--- START OF Excerpt ---

I got this question today around %WAIT and why it was so high for all these VMs. I grabbed a screenshot from our test environment. It shows %WAIT next to %VMWAIT.
First of all, I suggest looking at %VMWAIT. This one is more relevant in my opinion than %WAIT. %VMWAIT is a derivative of %WAIT, however it does not include %IDLE time but does include %SWPWT and the time the VM is blocked for when a device is unavailable. That kind of reveals immediately why %WAIT seems extremely high, it includes %IDLE! Another thing to note is the %WAIT for a VM is multiple worlds collided in to a single metric. Let me show you what I mean:
As you can see 5 worlds, which explains the %WAIT time to be around 500% constantly when the VM is not doing much. Hope that helps…
<edit> I just got pointed to this great KB article by one of my colleagues. It explains various CPU metrics in-depth. Key take away from that article for me is the following: %WAIT + %RDY + %CSTP + %RUN = 100%. Note that this is per world! Thanks Daniel for pointing this out!</edit>
d_ says
Nice article on a new metric shown with esxtop 5.

--- END OF Excerpt ---

## Tasks and exercises
- a) Answer these from the post about %WAIT, one answer a line:
(i) Which time does %VMWAIT leave out that %WAIT includes?
(ii) How many worlds does the example VM have, and what %WAIT value does that explain?
(iii) What sum equals 100% for each world?
- b) List every metric starting with a percent sign that the post about %WAIT mentions.
- c) Turn the paragraph of the post about %WAIT that begins "First of all, I suggest looking at %VMWAIT" into a short bulleted list that keeps its main facts.

--- START OF Information provided ---

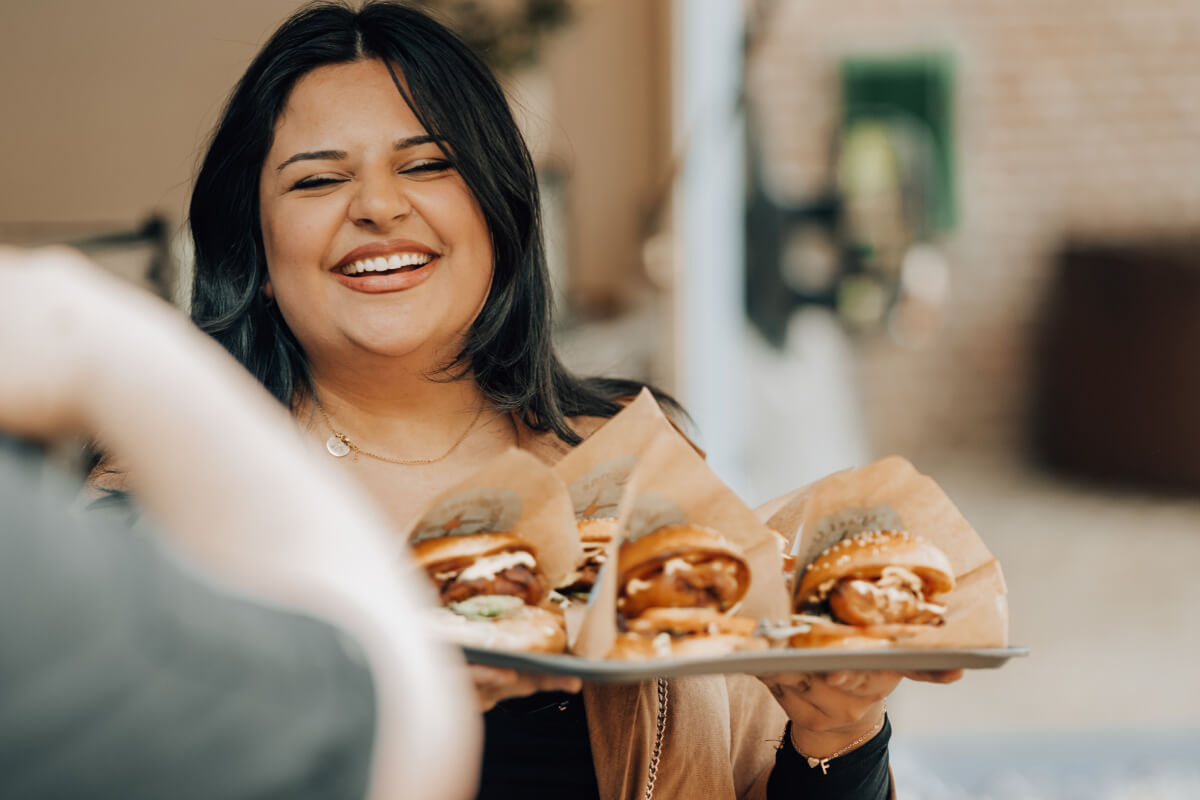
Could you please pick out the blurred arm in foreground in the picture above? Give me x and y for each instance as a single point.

--- END OF Information provided ---

## Final answers
- a)
(i) %IDLE time.
(ii) 5 worlds, which explains a %WAIT of around 500% when the VM is not doing much.
(iii) %WAIT + %RDY + %CSTP + %RUN.

- b) %WAIT, %VMWAIT, %IDLE, %SWPWT, %RDY, %CSTP, %RUN

- c)
- %VMWAIT is suggested as more relevant than %WAIT.
- %VMWAIT is derived from %WAIT.
- It excludes %IDLE time.
- It includes %SWPWT and the time the VM is blocked while a device is unavailable.
- %WAIT looks extremely high because it includes %IDLE.
- A VM's %WAIT combines multiple worlds into a single metric.